Tugas Anda ::
Salin tanpa perubahan bagian teks tentang teori kebudayaan di bawah, dari "2. Teori kesadaran" sampai "mempertahankan keselamatan hidupnya.".

Teks yang Diberikan ::
══════════════════════════════

Selanjutnya manusia yang beradaptasi dengan lingkungan hidup yang berbeda-beda memerlukan kemampuan untuk menciptakan budaya yang berbeda-beda (Sprandley & McCurdy, 1990). Karena itu keanekaragaman adaptasi lingkungan dibutuhkan untuk kelangsungan hidup dari relung-relung ekologi yang ada di bumi, tetapi hal ini dapat dirusak ketika semua orang tiba-tiba menemukan dirinya dalam relung yang sama. Spesies-spesies yang gagal beradaptasi dengan lingkungan hidup akan punah. Hal ini memberikan pemahaman bahwa suatu kebudayaan adalah keberlangsungan hidup yang memberikan kesanggupan pada manusia untuk memenuhi pasang-surut kondisi lingkungan hidup dengan kemampuan penyesuaian diri, akan tetapi dewasa ini manusia dihadapkan dengan perubahan lingkungan hidup yang radikal.
2. Teori kesadaran territorial
Menurut Ardrey (1966), setiap makhluk hidup mempunyai kesadaran wilayah/territorial. Territorial adalah suatu ruang wilayah: apakah air, atau tanah, udara, yang mana seekor binatang atau kelompok binatang mempertahankan keselamatan hidupnya.
3. Teori fungsi kebudayaan
Menurut Malinowski (1945), setiap unsur kebudayaan suatu masyarakat selalu mencoba memanfaatkan nilai-nilai kebudayaan itu sebagai kebudayaan secara keseluruhan. Bendecit (1949) menyatakan setiap suku bangsa mempraktekkan kemanfaatan nilai-nilai budaya berdasarkan the functional theory of culture dari Malinowiski (1945) untuk kepentingan-kepentingan tertentu agar bisa survive
4. Teori strategi kebudayaan
Teori van Peursen (1976) terfokus pada rencana yang terdapat dalam setiap kebudayaan, karena kebudayaan bersifat dinamis atau mengandung benih-benih perkembangan bagi kebudayaan kita.

══════════════════════════════

Data yang Diberikan ::
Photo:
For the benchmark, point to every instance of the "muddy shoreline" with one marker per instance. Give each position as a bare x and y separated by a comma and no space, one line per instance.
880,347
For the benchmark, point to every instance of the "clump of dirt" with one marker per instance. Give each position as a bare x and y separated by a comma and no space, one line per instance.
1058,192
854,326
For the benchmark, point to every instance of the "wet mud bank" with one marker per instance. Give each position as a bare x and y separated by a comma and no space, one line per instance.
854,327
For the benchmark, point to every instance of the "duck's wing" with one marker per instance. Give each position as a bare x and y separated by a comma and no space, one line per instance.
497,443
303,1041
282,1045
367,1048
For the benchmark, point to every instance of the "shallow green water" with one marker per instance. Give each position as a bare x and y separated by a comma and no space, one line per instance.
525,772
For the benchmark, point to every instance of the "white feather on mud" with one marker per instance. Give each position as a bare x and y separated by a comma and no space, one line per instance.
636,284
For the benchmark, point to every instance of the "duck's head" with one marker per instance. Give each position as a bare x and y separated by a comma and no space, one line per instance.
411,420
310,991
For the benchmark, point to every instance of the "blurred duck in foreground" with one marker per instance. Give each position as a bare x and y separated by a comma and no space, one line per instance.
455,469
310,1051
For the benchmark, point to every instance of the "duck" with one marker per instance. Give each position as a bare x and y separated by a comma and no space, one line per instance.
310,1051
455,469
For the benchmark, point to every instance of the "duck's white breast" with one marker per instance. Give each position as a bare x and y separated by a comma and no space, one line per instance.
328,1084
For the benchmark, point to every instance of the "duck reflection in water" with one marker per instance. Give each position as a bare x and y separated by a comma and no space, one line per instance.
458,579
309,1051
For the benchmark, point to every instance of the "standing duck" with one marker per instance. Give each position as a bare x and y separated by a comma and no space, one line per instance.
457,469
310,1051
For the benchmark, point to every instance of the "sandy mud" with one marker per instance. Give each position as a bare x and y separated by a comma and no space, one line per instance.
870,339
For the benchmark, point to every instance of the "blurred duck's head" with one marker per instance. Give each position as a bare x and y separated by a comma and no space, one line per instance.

══════════════════════════════

Jawaban Benar ::
2. Teori kesadaran territorial
Menurut Ardrey (1966), setiap makhluk hidup mempunyai kesadaran wilayah/territorial. Territorial adalah suatu ruang wilayah: apakah air, atau tanah, udara, yang mana seekor binatang atau kelompok binatang mempertahankan keselamatan hidupnya.